### [SHORT EXERCISE]
Can you express the items in the stretch from the line containing "Each instance of the paved" through the line containing "x=262, y=28", both included, as a two-column CSV with columns "prompt" and "points"? Give one row per item, with its text and its answer each in a single quoted field and line breaks replaced by spaces.

(Point annotation dataset items)

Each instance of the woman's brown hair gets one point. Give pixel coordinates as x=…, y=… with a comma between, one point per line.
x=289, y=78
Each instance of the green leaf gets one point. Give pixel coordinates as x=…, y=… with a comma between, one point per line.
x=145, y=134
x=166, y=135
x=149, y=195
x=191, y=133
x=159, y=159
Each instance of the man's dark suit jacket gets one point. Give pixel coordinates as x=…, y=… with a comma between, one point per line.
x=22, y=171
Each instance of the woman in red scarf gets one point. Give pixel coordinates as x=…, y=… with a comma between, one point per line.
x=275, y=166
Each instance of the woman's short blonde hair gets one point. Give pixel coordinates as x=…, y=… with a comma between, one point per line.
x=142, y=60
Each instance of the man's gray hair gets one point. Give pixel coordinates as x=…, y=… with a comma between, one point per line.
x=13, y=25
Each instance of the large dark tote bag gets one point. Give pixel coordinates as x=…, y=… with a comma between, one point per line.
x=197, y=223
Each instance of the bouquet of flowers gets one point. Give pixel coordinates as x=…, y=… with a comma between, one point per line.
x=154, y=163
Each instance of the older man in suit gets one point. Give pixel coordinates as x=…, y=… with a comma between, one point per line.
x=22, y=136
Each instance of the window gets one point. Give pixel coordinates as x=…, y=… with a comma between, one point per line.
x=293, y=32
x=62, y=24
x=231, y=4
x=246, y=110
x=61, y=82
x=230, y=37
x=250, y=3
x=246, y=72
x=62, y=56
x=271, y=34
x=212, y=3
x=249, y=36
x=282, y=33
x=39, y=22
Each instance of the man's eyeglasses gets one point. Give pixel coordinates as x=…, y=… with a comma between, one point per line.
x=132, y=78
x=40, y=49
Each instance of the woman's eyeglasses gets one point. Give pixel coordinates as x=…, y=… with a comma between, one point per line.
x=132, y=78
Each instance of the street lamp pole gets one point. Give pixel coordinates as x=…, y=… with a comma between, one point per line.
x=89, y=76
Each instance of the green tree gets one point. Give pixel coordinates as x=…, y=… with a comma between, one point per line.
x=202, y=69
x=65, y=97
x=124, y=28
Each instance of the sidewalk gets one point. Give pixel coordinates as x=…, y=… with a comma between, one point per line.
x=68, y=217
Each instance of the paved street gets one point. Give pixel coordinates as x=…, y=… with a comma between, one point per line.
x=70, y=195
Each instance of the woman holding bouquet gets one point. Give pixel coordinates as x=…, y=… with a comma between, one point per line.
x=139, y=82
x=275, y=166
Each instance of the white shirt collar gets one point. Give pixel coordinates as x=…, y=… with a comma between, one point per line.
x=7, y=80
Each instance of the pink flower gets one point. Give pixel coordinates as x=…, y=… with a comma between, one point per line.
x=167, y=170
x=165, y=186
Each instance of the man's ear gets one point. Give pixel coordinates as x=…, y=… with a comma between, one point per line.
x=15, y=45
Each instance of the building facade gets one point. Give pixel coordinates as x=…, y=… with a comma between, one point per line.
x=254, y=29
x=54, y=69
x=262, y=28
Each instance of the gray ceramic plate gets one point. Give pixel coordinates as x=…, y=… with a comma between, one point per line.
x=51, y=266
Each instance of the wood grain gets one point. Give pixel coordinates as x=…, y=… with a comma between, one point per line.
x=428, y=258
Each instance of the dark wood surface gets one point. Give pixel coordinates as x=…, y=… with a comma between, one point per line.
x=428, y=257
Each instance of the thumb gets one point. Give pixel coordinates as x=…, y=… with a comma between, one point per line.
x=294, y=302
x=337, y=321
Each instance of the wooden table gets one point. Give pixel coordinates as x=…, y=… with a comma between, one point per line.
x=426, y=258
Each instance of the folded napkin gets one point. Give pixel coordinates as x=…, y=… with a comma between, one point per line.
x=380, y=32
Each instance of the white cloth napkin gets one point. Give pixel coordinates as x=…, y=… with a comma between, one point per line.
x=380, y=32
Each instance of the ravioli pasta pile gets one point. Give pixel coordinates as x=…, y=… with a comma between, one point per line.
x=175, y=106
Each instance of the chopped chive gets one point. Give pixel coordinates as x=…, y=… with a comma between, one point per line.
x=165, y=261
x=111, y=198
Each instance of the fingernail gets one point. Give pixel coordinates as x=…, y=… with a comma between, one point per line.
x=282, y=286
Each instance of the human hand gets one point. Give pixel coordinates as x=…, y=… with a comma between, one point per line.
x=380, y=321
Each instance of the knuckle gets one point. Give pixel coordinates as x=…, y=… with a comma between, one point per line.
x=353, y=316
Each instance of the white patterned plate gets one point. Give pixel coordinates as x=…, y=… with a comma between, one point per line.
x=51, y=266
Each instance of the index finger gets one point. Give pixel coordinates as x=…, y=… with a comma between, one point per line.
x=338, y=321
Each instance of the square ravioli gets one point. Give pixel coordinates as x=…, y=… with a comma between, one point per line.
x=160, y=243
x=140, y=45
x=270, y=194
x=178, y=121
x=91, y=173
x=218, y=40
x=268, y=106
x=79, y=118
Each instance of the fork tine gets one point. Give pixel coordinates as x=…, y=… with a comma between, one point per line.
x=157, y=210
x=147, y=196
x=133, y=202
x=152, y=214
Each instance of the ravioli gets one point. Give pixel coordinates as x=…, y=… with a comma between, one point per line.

### [FULL OUTPUT]
prompt,points
"Each instance of the paved street gets one point. Give pixel coordinates as x=…, y=… with a comma between, one point per line.","x=70, y=195"
"Each instance of the woman holding bouquet gets one point. Give pixel coordinates as x=…, y=… with a comma between, one point per line.","x=139, y=82 x=275, y=166"
"Each instance of the white shirt collar gets one point. Give pixel coordinates as x=…, y=… with a comma between, one point per line.","x=7, y=80"
"Each instance of the pink flower gets one point. Give pixel coordinates as x=…, y=… with a comma between, one point per line.","x=167, y=170 x=165, y=186"
"Each instance of the man's ear gets one point. Give pixel coordinates as x=…, y=… with a comma between, one point per line.","x=15, y=45"
"Each instance of the building facade gets one point. Give pixel coordinates as x=…, y=… with a comma between, one point per line.","x=254, y=29 x=54, y=69 x=262, y=28"